# How do you evaluate e^( ( 13 pi)/12 i) - e^( ( 13 pi)/2 i) using trigonometric functions?

Mar 22, 2016

Let us convert those complex numbers into their trigonometric forms.

#### Explanation:

Let us take the following equality:

${e}^{i \theta} = \cos \theta + i \sin \theta$

Thus:

${e}^{\frac{13 \pi}{12} i} = \cos \left(\frac{13 \pi}{12}\right) + i \sin \left(\frac{13 \pi}{12}\right) =$
$= - \frac{1 + \sqrt{3}}{2 \sqrt{2}} - i \frac{\sqrt{3} - 1}{2 \sqrt{2}} = \frac{- 1 - \sqrt{3} - i \sqrt{3} + i}{2 \sqrt{2}} =$
$= \frac{- \left(1 + \sqrt{3}\right) + i \left(1 - \sqrt{3}\right)}{2 \sqrt{2}}$

In the same way:

${e}^{\frac{13 \pi}{2} i} = \cos \left(\frac{13 \pi}{2}\right) + i \sin \left(\frac{13 \pi}{2}\right) =$
$= 0 + i \cdot 1 = i$

We sum it:

${e}^{\frac{13 \pi}{12} i} - {e}^{\frac{13 \pi}{2} i} = \frac{- \left(1 + \sqrt{3}\right) + i \left(1 - \sqrt{3}\right)}{2 \sqrt{2}} - i =$
$= \frac{- \left(1 + \sqrt{3}\right) + i \left(1 - \sqrt{3}\right) - i \cdot 2 \sqrt{2}}{2 \sqrt{2}} =$
$= \frac{- \left(1 + \sqrt{3}\right) + i \left(1 - \sqrt{3} - 2 \sqrt{2}\right)}{2 \sqrt{2}} \approx$
$\approx - 0.97 - 1.26 i$

Tip: in the same way that we can write exponentials as trigonometric functions, we can write trigonometric functions as exponentials.

$\cos \theta = \frac{{e}^{i \theta} + {e}^{- i \theta}}{2}$

$\sin \theta = \frac{{e}^{i \theta} - {e}^{- i \theta}}{2 i}$

[Source data]
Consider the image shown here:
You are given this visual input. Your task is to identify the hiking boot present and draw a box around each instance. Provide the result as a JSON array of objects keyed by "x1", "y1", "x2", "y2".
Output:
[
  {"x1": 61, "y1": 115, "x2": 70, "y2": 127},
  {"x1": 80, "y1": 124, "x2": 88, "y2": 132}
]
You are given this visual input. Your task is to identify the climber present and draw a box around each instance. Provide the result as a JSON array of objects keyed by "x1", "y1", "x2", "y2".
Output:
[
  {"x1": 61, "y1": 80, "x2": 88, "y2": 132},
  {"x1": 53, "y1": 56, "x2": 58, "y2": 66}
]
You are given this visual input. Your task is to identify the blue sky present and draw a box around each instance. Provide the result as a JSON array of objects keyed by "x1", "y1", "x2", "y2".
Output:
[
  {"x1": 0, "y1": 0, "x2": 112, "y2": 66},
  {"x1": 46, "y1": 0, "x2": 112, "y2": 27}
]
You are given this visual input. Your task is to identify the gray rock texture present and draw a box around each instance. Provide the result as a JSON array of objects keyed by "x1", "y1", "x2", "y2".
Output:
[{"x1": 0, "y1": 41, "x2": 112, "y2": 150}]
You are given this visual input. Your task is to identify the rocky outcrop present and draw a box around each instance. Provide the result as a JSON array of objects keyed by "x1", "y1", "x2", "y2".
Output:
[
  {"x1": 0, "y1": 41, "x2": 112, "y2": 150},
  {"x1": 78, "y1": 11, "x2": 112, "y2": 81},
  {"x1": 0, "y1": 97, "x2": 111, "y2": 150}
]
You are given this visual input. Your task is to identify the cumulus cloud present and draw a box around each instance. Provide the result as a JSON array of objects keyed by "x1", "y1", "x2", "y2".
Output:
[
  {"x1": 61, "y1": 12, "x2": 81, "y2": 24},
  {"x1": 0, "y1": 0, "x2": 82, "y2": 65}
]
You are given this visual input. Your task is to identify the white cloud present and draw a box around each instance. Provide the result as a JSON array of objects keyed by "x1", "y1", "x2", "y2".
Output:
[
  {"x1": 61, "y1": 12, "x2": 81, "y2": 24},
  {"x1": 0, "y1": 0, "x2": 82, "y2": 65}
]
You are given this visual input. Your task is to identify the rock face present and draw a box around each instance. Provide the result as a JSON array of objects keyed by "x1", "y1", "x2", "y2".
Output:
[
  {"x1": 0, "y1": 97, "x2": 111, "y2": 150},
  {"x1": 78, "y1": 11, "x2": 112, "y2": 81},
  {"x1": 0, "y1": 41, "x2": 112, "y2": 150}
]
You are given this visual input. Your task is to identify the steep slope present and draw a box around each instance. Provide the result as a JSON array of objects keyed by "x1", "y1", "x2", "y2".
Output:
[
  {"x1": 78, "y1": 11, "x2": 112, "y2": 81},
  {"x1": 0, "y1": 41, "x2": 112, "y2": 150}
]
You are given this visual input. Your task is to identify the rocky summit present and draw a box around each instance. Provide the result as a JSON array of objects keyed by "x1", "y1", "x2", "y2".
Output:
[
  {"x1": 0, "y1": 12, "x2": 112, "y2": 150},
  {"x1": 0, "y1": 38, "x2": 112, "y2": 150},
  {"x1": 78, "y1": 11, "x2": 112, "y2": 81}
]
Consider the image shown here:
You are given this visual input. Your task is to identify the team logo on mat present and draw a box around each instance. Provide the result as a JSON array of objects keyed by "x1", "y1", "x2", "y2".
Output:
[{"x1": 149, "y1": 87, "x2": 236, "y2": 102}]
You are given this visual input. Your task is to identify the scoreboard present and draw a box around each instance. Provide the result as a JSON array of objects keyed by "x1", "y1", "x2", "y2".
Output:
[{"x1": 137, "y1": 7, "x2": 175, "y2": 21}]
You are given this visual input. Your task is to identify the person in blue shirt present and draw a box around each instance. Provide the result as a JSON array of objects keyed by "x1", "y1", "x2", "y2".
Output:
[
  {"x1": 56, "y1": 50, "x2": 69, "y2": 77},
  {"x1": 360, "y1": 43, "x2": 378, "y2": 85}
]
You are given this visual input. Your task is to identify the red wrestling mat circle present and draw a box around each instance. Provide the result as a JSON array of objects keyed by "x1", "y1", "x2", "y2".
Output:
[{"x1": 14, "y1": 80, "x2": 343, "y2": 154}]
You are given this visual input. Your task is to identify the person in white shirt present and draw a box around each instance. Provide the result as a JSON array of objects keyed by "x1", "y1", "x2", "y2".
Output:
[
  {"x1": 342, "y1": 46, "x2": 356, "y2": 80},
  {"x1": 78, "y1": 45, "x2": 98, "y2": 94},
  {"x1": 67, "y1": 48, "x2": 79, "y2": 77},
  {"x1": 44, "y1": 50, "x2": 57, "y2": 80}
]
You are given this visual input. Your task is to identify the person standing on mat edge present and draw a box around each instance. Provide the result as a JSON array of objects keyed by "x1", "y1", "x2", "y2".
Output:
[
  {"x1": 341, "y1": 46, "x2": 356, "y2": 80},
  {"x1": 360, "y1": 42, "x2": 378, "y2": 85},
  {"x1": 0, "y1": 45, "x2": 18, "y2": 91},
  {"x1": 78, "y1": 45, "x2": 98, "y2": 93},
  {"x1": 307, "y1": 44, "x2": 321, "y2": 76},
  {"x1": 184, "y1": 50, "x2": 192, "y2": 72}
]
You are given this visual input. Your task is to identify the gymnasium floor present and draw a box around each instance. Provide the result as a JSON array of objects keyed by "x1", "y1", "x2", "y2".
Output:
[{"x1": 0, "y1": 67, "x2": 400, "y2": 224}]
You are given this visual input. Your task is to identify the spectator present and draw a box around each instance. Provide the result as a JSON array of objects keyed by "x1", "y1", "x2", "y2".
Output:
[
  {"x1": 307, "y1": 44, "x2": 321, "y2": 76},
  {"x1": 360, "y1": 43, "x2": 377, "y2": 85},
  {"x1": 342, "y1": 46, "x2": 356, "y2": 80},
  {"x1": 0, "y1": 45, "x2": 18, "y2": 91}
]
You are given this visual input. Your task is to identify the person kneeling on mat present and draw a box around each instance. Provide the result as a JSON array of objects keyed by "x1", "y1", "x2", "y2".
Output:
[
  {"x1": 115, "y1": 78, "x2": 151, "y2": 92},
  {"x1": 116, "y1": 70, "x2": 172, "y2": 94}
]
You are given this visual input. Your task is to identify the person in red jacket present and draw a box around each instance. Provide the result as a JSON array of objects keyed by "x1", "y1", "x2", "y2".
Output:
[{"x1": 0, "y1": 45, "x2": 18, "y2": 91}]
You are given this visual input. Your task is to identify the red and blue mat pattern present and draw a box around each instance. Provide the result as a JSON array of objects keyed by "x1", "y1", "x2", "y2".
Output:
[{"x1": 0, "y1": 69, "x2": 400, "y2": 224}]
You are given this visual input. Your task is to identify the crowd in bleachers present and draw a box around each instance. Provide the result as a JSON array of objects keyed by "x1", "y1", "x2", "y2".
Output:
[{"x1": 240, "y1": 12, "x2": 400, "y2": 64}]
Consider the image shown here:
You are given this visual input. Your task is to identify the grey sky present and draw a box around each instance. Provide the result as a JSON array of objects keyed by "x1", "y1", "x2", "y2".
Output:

* Your objective: Output the passage of the complex exponentials solution between "# How do you" and "their trigonometric forms.", inclusive, with no changes.

* Exercise result:
# How do you evaluate e^( ( 13 pi)/12 i) - e^( ( 13 pi)/2 i) using trigonometric functions?

Mar 22, 2016

Let us convert those complex numbers into their trigonometric forms.